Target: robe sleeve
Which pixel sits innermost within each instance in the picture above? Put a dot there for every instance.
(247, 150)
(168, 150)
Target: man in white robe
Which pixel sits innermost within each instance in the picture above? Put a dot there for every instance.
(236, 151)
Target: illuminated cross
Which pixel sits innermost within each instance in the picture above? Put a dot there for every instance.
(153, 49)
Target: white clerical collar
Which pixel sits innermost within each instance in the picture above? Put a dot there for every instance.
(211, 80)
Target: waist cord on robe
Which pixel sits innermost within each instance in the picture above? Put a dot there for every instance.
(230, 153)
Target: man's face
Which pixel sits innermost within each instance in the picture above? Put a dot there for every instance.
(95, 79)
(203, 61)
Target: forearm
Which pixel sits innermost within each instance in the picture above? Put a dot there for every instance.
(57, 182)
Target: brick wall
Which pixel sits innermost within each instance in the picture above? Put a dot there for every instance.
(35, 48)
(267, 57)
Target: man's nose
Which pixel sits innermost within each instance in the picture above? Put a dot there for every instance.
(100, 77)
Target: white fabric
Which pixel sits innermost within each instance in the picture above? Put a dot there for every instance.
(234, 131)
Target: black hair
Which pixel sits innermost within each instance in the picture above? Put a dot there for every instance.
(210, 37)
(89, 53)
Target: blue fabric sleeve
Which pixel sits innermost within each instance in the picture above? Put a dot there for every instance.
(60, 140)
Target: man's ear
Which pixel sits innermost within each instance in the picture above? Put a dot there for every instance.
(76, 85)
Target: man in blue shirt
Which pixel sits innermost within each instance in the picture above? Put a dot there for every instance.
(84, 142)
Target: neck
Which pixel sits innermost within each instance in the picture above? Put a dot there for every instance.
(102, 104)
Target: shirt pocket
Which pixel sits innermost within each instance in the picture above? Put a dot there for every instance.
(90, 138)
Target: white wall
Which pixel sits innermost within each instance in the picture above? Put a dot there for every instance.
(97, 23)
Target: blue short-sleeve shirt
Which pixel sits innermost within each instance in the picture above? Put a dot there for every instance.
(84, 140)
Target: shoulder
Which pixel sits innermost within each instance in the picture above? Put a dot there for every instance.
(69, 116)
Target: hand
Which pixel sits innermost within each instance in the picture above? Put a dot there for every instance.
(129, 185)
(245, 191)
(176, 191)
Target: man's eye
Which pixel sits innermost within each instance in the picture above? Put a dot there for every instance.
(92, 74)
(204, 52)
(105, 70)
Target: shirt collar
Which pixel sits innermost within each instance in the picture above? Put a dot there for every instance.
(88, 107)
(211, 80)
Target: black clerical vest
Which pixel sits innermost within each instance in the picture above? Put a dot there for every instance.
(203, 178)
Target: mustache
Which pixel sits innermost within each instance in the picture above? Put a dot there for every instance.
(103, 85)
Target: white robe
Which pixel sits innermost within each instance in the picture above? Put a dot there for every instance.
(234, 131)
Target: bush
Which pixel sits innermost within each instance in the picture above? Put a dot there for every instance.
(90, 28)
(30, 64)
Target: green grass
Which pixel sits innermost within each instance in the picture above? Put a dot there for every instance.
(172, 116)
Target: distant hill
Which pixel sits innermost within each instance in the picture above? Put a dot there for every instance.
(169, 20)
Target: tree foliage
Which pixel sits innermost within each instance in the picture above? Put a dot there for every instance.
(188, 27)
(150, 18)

========

In the records above, how many lines contain the string "blue"? Reply with the number only.

3